| 文档段落 |
◆ ◆ ◆ ◆ ◆
FileChannel在Flume是一个非常重要的Channel,FileChannel可以很好的保证数据的完整性和一致性,提供了类似mysql binlog的机制,保证机器down机,JVM异常退出时数据不丢失,在采集数据量很大的情况下,建议FileChannel设置的目录和程序日志文件保存的目录设成不同的磁盘,以便提高效率。
FileChannel的简易类结构:
FileChannel的内部事务类,FileBackedTransaction:
文件操作类:LogFile(LogFileV2在1.7已经被舍弃):
还有其他几个比较重要的类:
FlumeEventQueue,LogFile,Log,LogUtils。
一,初始化过程:public void configure(Context context)
1,useDualCheckpoints(是否需要备份检查点)
2,compressBackupCheckpoint(是否压缩备份节点)
3,checkpointDir(检查点目录,默认在${user.home}目录下)
4,dataDirs(数据节点目录)
5,capacity(获取配置的容量)
6,keepAlive(超时时间,就是如果channel中没有数据最长等待时间)
7,transactionCapacity(事务的最大容量)
注意:capacity的值一定要大于transactionCapacity,不然会报错,看源码:
Preconditions.checkState(transactionCapacity <= capacity,
"File Channel transaction capacity cannot be greater than the " +
"capacity of the channel.");
8,checkpointInterval(log的检查间隔)
9,maxFileSize(最大文件的大小,默认是1.5G)
10,minimumRequiredSpace(最少需要多少空间,默认是500M)
11,useLogReplayV1(使用旧重放逻辑)
12,useFastReplay(不使用队列重放)
13,keyProvider(KEY供应商的类型,支持的类型:JCEKSFILE)
14,activeKey(用于加密新数据的密钥名称)
15,cipherProvider(加密提供程序类型,支持的类型:AESCTRNOPADDING)
◆ ◆ ◆ ◆ ◆
| 数据 |
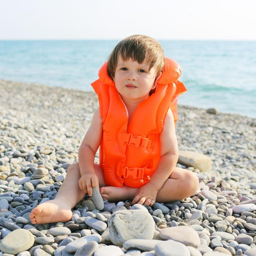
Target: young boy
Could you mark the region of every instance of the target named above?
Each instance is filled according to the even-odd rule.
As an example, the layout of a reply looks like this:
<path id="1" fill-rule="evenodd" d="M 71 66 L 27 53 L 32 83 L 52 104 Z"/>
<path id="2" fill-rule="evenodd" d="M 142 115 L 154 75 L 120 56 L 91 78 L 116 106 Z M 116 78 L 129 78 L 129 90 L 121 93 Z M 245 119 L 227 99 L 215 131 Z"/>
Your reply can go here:
<path id="1" fill-rule="evenodd" d="M 131 36 L 117 45 L 100 79 L 92 84 L 100 107 L 82 142 L 78 162 L 68 169 L 55 199 L 33 210 L 32 223 L 69 220 L 71 209 L 96 187 L 110 202 L 147 205 L 196 191 L 196 175 L 175 167 L 176 103 L 186 90 L 178 81 L 180 75 L 178 64 L 165 58 L 153 38 Z M 100 146 L 100 163 L 94 164 Z"/>

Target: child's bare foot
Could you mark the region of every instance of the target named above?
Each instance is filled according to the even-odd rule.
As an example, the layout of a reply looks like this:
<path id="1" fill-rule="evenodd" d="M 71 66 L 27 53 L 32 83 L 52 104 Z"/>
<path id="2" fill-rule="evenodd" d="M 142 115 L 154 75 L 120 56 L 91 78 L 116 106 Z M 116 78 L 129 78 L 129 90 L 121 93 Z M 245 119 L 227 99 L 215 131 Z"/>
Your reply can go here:
<path id="1" fill-rule="evenodd" d="M 70 207 L 63 202 L 50 200 L 37 205 L 30 213 L 32 224 L 65 222 L 72 217 Z"/>
<path id="2" fill-rule="evenodd" d="M 103 199 L 107 199 L 109 202 L 123 201 L 132 200 L 137 191 L 138 188 L 124 186 L 102 187 L 100 188 L 100 194 Z"/>

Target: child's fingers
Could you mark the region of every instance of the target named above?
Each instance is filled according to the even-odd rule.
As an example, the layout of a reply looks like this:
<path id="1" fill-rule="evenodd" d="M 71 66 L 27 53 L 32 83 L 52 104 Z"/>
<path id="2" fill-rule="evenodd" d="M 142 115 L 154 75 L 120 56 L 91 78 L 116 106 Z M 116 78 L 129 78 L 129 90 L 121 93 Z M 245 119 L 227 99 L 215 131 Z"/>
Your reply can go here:
<path id="1" fill-rule="evenodd" d="M 92 196 L 92 181 L 90 180 L 86 181 L 86 187 L 87 187 L 87 193 L 89 196 Z"/>
<path id="2" fill-rule="evenodd" d="M 97 178 L 95 176 L 92 177 L 92 186 L 93 188 L 99 187 L 99 184 Z"/>

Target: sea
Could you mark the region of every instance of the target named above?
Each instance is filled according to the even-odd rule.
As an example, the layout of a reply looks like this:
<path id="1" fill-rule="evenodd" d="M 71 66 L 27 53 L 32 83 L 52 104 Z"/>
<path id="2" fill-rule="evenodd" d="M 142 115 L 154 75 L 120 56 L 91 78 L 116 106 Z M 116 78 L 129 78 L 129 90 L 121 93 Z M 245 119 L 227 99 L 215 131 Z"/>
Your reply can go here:
<path id="1" fill-rule="evenodd" d="M 256 41 L 159 41 L 181 66 L 179 103 L 256 117 Z M 118 42 L 0 41 L 0 79 L 91 91 Z"/>

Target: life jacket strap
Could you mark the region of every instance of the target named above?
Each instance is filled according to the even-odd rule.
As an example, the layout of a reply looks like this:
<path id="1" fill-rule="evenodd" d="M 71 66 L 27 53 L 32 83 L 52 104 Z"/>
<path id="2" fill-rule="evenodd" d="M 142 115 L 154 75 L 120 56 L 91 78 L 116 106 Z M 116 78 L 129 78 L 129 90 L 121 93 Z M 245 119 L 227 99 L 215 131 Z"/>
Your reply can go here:
<path id="1" fill-rule="evenodd" d="M 147 148 L 152 144 L 152 141 L 147 138 L 126 133 L 124 135 L 124 142 L 128 145 L 134 145 L 138 148 Z"/>
<path id="2" fill-rule="evenodd" d="M 153 169 L 149 168 L 138 168 L 137 167 L 127 167 L 119 165 L 117 168 L 118 174 L 123 178 L 143 179 L 145 175 L 152 174 Z"/>

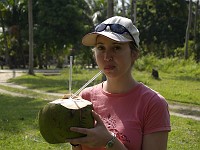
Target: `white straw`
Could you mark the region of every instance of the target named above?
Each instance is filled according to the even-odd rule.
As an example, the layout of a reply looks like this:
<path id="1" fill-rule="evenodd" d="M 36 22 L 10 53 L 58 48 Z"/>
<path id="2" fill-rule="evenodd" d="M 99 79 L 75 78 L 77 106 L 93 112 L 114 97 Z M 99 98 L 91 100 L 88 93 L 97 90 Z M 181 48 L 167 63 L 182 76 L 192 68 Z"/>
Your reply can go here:
<path id="1" fill-rule="evenodd" d="M 90 79 L 87 83 L 85 83 L 76 93 L 72 94 L 71 98 L 77 96 L 86 86 L 88 86 L 92 81 L 94 81 L 101 73 L 102 71 L 99 71 L 92 79 Z"/>
<path id="2" fill-rule="evenodd" d="M 70 67 L 69 67 L 69 94 L 72 94 L 72 61 L 73 56 L 70 56 Z"/>

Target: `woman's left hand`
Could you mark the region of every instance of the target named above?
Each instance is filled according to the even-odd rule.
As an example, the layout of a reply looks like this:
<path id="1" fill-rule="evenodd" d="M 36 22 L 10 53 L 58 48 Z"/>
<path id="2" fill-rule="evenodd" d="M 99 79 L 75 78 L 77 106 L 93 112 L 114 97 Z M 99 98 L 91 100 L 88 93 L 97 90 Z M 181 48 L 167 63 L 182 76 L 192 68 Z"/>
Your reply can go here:
<path id="1" fill-rule="evenodd" d="M 87 136 L 74 139 L 66 139 L 66 142 L 72 144 L 81 144 L 88 147 L 104 147 L 107 142 L 112 139 L 111 133 L 105 127 L 100 116 L 92 111 L 92 115 L 96 121 L 95 127 L 91 129 L 71 127 L 70 130 L 86 134 Z"/>

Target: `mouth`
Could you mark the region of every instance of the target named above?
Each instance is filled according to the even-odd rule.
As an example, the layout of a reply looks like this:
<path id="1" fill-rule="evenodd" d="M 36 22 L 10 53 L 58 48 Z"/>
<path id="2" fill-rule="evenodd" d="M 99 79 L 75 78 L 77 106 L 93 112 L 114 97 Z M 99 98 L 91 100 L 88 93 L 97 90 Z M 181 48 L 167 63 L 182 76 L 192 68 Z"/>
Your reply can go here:
<path id="1" fill-rule="evenodd" d="M 104 67 L 104 70 L 105 71 L 112 71 L 112 70 L 114 70 L 115 69 L 115 66 L 113 66 L 113 65 L 108 65 L 108 66 L 105 66 Z"/>

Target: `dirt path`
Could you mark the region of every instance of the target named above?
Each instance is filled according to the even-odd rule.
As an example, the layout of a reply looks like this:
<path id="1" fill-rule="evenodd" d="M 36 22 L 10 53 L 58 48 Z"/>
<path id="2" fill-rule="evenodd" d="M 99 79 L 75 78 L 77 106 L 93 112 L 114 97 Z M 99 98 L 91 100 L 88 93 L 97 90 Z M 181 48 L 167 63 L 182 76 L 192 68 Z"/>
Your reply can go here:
◆ ◆ ◆ ◆ ◆
| 工作任务 |
1. 请将文档段落中从“注意:capacity的值一”到“SCTRNOPADDING)”之间的文字原样抄写下来，首尾两处均包含在内。
2. 文档段落在“还有其他几个比较重要的类”之后列出了哪些类名？请全部写出。

| 练习结果 |
1.
注意:capacity的值一定要大于transactionCapacity,不然会报错,看源码:
Preconditions.checkState(transactionCapacity <= capacity,
"File Channel transaction capacity cannot be greater than the " +
"capacity of the channel.");
8,checkpointInterval(log的检查间隔)
9,maxFileSize(最大文件的大小,默认是1.5G)
10,minimumRequiredSpace(最少需要多少空间,默认是500M)
11,useLogReplayV1(使用旧重放逻辑)
12,useFastReplay(不使用队列重放)
13,keyProvider(KEY供应商的类型,支持的类型:JCEKSFILE)
14,activeKey(用于加密新数据的密钥名称)
15,cipherProvider(加密提供程序类型,支持的类型:AESCTRNOPADDING)

2. FlumeEventQueue、LogFile、Log、LogUtils